▸ **Excerto da página**:
○ ○ ○ ○ ○

Lisboa com 45% do total
Segundo o levantamento da ENIPSSA, publicado em finais de 2018, cerca de 45% do total das pessoas sem teto foram identificadas na Área Metropolitana de Lisboa (AML), com 644 pessoas. A Área Metropolitana do Porto, surgia com 286 pessoas, das quais 174 no concelho do Porto.
Desígnio de Marcelo
O presidente da República mantém a meta de 2023 para a integração de sem-abrigo, sendo esse "um objetivo nacional". Em dezembro, na ceia de Natal com sem-abrigos do Porto, Marcelo Rebelo de Sousa salientou que caso não seja na altura presidente, continuará "como cidadão a trabalhar nisso".
44% de fora da cidade
Quase metade das pessoas em situação de sem teto não são naturais da cidade do Porto, mas procuram a cidade por nela encontraram anonimato, ajudas sociais e por estarem mais perto de locais onde podem adquirir drogas.
69% consomem drogas e álcool
As principais causas identificadas para a situação de sem abrigo são a dependência do álcool ou de substâncias psicoativas (69%) e a ausência de suporte familiar (57%). Em muitos casos são eles a abandonar as famílias.
População adulta
Os levantamentos apontam para uma população que vive na rua pouco jovem. De acordo com a autarquia, 64% das pessoas nestas situações têm idade entre os 45 e os 64 anos. Destes, 84% são homens e 72% recebem RSI.

○ ○ ○ ○ ○

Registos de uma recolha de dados
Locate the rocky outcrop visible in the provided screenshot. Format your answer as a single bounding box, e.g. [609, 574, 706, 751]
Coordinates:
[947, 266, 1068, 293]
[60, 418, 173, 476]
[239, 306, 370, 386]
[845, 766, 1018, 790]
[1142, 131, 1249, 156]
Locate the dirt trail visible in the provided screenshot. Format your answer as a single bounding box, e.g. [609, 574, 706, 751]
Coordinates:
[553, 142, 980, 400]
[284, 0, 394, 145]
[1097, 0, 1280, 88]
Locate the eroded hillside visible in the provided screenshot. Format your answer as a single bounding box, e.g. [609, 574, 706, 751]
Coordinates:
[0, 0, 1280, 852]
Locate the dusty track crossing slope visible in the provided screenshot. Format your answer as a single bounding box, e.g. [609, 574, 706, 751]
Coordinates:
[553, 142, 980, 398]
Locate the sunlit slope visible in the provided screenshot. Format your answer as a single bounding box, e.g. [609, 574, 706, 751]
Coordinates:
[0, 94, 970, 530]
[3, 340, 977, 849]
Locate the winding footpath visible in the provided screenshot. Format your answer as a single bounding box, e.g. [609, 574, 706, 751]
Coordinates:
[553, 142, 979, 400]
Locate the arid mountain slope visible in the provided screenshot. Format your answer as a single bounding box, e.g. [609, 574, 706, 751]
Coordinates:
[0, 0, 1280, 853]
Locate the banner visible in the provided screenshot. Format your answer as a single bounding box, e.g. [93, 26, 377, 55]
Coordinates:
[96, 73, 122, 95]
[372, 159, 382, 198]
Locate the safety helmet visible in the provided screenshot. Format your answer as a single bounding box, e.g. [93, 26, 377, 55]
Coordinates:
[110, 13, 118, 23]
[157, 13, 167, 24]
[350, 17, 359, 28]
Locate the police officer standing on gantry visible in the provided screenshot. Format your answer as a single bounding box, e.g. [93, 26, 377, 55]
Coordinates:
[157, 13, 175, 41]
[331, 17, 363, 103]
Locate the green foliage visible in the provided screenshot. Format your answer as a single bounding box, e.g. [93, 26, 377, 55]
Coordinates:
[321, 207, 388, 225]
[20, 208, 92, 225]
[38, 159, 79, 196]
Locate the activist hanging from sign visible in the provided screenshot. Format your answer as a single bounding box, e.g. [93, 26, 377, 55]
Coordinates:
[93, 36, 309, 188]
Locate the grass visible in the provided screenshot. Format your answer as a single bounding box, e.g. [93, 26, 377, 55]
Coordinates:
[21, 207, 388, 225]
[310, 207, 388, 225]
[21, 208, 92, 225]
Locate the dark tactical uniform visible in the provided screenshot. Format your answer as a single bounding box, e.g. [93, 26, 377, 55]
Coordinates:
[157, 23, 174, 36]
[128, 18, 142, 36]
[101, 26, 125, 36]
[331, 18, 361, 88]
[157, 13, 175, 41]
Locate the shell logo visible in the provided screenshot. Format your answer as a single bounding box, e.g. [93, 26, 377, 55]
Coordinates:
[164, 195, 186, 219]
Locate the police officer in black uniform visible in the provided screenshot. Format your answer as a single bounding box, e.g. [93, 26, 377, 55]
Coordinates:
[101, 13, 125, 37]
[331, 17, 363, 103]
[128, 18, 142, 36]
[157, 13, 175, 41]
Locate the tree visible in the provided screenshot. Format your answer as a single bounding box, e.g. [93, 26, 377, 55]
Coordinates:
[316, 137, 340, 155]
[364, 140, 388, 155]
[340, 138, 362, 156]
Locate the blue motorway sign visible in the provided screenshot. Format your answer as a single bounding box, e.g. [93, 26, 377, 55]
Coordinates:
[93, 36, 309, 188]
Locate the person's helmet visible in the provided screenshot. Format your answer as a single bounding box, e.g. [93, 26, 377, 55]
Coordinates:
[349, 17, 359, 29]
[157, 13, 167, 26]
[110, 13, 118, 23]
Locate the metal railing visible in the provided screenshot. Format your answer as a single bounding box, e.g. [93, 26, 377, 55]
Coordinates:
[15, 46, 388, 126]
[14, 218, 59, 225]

○ ○ ○ ○ ○

▸ **Tarefa A**: Indique todos os motivos que, segundo o excerto da página, levam as pessoas sem teto a procurar a cidade do Porto.
▸ **Tarefa B**: De acordo com o excerto da página, quantas pessoas sem teto foram identificadas no concelho do Porto?

▸ **Resposta esperada A**:
- Encontram na cidade anonimato.
- Encontram na cidade ajudas sociais.
- Estão mais perto de locais onde podem adquirir drogas.

▸ **Resposta esperada B**: Foram identificadas 174 pessoas sem teto no concelho do Porto.